● **Extract provided**

The government has encouraged the Premier League and other sporting leagues to up their preparation for a return to action behind closed doors in order to lift the spirit of the general public.
Football has been suspended for seven weeks as a result of the coronavirus outbreak, and all divisions outside of the Football League have had their seasons declared null and void.
The Premier League has drawn up a plan branded ‘Project Restart’ – involving games being played in empty stadiums at a small number of venues – in a bid to get the season back up and running again.
According to a report in The Times, there has been a ‘significant shift’ in the government’s stance on the matter over the past few days.
The consensus is that the return of live sport would provide some much needed positivity and lift the national mood, and the government would be in favour of its return.
A multi-sport working group, consisting of members representing cricket, rugby and horse racing, in addition to football, are preparing a report on how live sport can resume safely.
Key to the process gaining momentum is a meeting between the chief medical officer and medical officers from across the various sports.
The Premier League’s ‘Project Restart’ consists of games being played behind closed doors at a small number of neutral venues. Up to 400 people, including broadcasting personnel, would potentially be permitted to attend each one
This demonstrates the league’s continued commitment to finish the season. Clubs could miss out on up to £1bn in collective losses if the campaign is cancelled.
Should the Premier League return in early June, this would include a three-week mini pre-season, where players would be training all together once more.
The government has granted clubs permission to allow players back to their training grounds, with Arsenal the first team to return on Monday.

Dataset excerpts
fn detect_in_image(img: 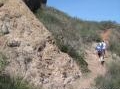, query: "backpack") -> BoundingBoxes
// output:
[95,43,103,51]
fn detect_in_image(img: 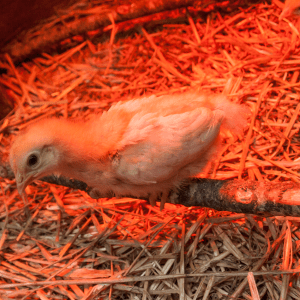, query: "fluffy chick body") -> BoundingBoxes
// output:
[10,93,249,197]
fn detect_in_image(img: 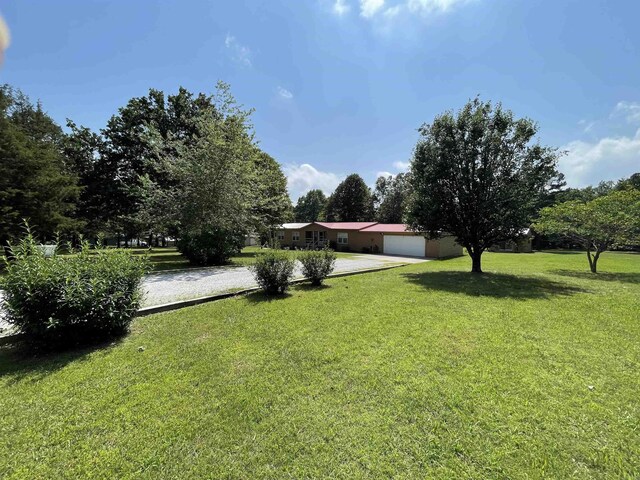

● **Task directions**
Repeat everything in the article on the Premier League's return from "The Premier League’s" down to "together once more.".

● **Your response**
The Premier League’s ‘Project Restart’ consists of games being played behind closed doors at a small number of neutral venues. Up to 400 people, including broadcasting personnel, would potentially be permitted to attend each one
This demonstrates the league’s continued commitment to finish the season. Clubs could miss out on up to £1bn in collective losses if the campaign is cancelled.
Should the Premier League return in early June, this would include a three-week mini pre-season, where players would be training all together once more.